*The problem*
Give the number of lines in the data below where the word "mind" appears, and nothing besides.

*** Opening of Data for processing ***

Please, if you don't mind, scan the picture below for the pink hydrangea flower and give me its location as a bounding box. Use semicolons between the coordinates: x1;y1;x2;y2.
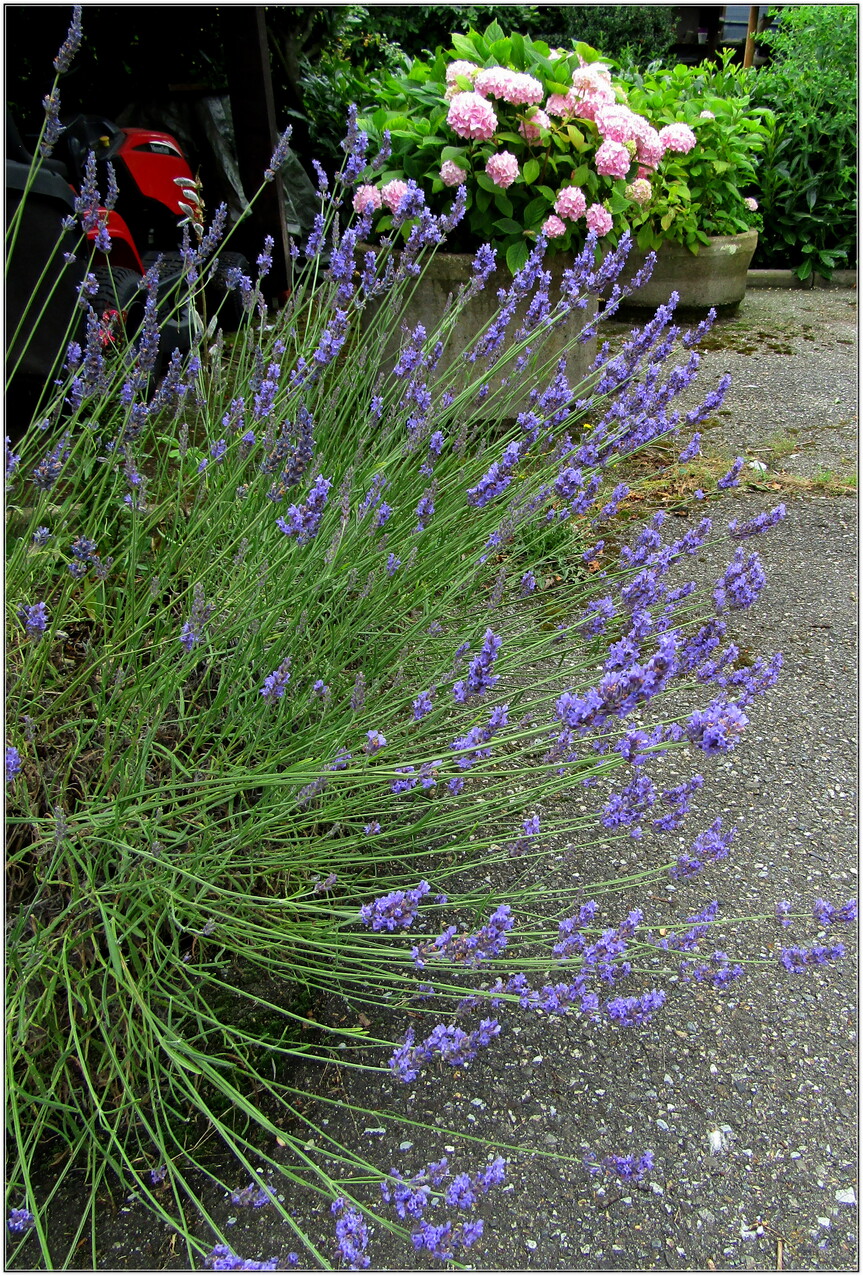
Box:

*** Close of Data for processing ***
*** Opening of Data for processing ***

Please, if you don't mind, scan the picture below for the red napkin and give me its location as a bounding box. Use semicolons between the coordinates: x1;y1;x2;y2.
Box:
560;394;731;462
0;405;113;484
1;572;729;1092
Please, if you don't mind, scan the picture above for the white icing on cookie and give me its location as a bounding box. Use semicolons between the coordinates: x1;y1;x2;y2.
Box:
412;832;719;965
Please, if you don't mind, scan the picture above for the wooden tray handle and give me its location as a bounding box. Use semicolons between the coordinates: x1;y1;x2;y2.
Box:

*** Close of Data for processing ***
*** Opening of Data for processing ***

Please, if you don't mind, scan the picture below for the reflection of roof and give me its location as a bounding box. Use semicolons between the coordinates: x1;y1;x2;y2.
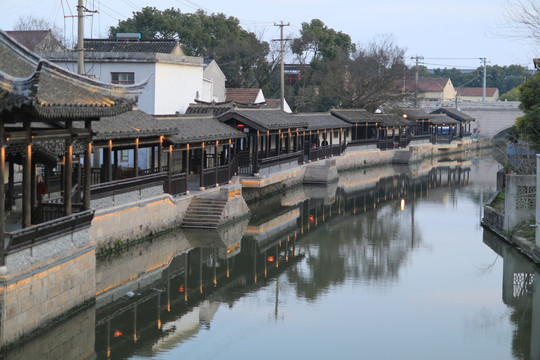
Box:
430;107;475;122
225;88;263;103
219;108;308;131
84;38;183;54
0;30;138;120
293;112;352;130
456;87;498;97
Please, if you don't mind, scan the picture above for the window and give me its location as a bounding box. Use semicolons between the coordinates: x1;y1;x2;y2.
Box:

*** Close of Data for processing ***

*Exercise response*
6